(Referring expression pointing data)
================================
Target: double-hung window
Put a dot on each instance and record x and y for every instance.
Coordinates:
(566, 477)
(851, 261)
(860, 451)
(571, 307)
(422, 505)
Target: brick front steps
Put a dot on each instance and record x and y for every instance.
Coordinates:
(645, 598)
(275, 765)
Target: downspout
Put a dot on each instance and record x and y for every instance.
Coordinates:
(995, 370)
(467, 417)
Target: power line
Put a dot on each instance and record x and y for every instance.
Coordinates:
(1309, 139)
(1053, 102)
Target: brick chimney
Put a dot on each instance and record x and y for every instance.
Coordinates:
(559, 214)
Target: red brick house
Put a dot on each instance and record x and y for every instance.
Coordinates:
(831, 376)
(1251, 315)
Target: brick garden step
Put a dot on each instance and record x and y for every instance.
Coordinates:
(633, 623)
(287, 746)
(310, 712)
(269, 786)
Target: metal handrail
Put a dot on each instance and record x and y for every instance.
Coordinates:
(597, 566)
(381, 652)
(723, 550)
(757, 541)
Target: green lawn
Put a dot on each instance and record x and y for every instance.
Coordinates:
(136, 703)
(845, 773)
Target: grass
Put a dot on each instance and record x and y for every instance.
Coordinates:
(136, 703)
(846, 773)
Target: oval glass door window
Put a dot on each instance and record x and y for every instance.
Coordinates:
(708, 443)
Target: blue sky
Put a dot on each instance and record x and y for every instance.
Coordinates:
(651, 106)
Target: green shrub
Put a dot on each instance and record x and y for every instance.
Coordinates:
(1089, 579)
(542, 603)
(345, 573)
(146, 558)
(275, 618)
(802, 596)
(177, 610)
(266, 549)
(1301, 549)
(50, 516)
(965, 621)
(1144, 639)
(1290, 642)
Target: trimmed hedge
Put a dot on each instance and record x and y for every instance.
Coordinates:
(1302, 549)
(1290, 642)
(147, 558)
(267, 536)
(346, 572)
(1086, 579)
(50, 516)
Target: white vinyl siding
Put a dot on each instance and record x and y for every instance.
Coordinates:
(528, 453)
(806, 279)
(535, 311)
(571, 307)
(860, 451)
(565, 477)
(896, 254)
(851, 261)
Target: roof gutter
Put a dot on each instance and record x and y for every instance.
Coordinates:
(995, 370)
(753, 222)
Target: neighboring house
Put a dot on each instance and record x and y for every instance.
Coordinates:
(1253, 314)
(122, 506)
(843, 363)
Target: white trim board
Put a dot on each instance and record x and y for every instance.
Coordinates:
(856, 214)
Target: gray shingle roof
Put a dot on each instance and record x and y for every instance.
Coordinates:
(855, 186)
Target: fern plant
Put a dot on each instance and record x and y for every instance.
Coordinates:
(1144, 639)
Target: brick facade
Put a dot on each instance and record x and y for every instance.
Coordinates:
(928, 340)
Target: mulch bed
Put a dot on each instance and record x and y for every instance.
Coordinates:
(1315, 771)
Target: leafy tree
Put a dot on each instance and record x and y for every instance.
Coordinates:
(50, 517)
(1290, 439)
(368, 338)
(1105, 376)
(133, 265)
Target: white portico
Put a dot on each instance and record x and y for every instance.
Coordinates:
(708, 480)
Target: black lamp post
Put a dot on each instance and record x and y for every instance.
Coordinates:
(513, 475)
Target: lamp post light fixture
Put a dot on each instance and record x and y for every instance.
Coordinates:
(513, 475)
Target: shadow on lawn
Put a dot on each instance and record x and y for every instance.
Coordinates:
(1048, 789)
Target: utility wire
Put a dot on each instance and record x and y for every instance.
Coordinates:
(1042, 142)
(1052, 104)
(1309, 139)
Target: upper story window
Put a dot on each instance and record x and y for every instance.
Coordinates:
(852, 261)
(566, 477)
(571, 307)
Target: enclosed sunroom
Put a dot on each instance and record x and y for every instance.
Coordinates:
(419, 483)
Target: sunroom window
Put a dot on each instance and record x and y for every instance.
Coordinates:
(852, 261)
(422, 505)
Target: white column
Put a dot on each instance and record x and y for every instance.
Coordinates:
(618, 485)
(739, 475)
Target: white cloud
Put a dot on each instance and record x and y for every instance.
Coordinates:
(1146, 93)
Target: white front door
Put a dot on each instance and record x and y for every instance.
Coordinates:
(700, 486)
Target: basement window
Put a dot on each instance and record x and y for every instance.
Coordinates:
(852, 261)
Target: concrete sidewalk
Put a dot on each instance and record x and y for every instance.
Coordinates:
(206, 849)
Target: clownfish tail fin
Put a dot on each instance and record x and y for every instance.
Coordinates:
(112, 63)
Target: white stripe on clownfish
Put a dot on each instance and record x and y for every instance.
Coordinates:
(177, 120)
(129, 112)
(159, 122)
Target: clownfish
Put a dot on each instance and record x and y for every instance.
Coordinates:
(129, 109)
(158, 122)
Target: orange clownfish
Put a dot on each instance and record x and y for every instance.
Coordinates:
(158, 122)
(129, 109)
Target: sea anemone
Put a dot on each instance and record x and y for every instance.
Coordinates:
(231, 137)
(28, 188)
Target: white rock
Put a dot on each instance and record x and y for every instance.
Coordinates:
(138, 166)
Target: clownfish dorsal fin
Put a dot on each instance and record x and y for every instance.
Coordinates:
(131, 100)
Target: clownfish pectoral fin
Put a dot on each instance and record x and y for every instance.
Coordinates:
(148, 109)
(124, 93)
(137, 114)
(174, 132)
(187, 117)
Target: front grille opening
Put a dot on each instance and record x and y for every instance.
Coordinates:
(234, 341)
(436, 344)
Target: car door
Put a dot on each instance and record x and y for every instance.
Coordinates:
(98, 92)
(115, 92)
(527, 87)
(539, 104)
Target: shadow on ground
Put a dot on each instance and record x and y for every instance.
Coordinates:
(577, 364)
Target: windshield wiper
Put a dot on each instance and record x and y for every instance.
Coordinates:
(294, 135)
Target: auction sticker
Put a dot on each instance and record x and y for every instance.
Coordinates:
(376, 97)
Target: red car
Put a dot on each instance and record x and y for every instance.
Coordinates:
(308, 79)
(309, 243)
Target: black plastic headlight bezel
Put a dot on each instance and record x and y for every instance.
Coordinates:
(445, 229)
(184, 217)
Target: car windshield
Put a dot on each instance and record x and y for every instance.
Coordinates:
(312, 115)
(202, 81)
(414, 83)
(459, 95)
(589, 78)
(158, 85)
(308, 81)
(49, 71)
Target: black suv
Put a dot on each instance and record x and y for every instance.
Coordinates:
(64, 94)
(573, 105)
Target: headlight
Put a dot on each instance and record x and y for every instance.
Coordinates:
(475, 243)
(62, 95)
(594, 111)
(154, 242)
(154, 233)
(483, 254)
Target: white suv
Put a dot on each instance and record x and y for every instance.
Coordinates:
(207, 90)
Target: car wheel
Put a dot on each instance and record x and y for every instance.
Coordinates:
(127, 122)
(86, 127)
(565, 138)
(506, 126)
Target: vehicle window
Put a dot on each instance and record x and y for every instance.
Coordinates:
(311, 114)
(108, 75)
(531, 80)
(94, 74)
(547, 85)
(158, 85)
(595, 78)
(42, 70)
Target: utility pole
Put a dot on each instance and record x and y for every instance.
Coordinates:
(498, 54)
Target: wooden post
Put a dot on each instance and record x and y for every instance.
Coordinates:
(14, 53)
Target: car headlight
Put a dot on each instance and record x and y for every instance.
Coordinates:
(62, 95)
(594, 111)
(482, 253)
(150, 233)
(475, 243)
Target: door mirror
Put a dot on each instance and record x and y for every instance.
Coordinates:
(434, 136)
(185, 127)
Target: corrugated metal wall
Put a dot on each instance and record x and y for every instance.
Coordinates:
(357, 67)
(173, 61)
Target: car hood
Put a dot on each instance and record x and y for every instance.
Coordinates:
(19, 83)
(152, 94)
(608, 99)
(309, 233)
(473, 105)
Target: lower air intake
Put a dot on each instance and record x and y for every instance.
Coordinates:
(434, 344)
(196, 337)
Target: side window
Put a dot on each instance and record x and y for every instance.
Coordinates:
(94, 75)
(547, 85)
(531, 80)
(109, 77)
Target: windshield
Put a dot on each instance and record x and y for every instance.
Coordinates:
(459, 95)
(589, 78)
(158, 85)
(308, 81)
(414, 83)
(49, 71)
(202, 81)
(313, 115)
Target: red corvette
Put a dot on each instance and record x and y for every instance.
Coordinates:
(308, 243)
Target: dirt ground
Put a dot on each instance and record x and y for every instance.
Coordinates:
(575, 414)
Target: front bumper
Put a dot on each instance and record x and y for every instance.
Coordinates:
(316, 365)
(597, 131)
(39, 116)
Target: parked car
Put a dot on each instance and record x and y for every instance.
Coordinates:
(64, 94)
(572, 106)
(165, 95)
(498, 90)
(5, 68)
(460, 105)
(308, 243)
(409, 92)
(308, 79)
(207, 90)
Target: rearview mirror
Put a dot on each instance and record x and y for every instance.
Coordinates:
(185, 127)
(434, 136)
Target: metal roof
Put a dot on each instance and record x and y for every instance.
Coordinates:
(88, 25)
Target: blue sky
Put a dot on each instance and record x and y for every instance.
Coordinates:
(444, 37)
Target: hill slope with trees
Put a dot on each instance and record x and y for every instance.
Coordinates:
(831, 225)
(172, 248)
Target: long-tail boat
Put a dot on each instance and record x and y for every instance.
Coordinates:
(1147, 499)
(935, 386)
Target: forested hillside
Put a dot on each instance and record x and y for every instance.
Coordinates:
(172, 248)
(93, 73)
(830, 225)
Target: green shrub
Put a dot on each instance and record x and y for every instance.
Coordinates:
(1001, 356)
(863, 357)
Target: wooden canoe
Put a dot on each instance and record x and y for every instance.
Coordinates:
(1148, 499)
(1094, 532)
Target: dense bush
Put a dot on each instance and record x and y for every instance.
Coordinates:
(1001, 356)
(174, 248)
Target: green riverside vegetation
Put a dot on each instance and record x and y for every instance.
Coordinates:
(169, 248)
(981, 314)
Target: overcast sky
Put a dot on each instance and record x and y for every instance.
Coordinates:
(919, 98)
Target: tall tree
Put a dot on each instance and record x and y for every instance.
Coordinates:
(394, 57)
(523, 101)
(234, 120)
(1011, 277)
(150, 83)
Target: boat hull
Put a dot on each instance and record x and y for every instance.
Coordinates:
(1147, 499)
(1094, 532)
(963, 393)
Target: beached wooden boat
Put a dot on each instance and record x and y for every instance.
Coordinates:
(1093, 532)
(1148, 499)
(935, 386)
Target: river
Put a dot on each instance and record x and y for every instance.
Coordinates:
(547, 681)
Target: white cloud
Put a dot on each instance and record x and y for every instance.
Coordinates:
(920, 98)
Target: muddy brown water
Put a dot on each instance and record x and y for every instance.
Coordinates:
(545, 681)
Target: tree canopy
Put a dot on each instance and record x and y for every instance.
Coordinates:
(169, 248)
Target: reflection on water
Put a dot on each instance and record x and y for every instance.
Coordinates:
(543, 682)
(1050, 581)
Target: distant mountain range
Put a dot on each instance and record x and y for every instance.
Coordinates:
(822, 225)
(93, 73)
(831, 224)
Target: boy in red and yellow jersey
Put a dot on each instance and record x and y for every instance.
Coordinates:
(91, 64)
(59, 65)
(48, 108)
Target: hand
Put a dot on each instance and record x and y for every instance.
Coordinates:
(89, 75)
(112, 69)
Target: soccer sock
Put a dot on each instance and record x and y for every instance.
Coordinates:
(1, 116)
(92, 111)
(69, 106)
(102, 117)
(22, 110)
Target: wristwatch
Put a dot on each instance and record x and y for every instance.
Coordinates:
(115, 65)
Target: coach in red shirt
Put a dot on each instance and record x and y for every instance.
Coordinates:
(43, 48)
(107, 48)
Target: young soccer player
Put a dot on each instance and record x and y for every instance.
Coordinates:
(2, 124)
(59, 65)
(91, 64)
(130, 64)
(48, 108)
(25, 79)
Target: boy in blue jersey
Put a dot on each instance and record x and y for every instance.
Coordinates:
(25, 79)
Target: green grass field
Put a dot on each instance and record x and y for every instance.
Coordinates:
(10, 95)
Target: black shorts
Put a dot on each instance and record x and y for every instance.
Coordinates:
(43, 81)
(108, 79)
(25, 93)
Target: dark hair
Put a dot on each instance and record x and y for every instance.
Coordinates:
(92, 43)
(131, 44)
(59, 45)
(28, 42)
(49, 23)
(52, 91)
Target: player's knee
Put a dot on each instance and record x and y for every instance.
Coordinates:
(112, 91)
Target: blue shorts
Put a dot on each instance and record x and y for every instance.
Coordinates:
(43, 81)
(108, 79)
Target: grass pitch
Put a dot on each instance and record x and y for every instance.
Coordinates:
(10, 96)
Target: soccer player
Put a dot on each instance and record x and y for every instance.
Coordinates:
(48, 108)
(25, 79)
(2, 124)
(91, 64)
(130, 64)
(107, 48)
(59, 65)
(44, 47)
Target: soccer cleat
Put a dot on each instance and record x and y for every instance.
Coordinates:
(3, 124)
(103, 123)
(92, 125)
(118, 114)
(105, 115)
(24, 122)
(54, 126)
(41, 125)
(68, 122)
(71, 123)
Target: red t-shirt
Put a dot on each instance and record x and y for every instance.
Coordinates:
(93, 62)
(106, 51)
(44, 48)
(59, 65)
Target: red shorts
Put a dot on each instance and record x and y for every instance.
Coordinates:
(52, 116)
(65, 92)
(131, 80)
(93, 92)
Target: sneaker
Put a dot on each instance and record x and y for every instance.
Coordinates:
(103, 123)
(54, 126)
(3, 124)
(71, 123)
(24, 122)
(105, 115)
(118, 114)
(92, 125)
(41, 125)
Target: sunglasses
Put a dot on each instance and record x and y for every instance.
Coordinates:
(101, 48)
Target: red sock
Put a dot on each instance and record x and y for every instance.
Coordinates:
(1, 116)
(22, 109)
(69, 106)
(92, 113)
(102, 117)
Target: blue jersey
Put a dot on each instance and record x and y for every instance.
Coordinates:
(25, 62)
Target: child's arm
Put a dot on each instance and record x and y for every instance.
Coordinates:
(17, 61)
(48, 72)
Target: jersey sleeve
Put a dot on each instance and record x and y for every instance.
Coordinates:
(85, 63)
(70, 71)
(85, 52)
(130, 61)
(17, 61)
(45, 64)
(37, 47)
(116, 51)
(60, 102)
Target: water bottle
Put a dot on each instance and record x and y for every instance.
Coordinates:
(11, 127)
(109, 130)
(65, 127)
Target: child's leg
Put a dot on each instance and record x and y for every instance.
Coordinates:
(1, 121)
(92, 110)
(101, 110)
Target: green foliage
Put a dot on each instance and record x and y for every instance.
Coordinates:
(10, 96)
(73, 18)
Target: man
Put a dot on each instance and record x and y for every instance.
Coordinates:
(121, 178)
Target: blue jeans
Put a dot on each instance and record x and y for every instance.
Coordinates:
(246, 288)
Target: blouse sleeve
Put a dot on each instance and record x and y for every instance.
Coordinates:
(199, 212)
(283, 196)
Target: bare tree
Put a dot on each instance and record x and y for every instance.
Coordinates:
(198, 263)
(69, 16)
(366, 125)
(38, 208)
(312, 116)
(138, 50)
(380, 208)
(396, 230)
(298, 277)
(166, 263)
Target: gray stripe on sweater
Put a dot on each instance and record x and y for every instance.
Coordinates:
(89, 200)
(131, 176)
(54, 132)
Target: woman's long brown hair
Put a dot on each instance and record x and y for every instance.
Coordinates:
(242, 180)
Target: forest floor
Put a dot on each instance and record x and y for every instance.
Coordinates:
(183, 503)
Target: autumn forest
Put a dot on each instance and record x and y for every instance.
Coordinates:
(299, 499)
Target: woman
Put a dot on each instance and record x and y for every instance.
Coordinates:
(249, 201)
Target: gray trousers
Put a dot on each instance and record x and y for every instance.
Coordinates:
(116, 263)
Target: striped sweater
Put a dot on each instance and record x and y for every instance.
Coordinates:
================================
### EXERCISE
How many lines of the entries hold the word "shirt"? Respond with the number alone.

### WRITTEN REPLY
2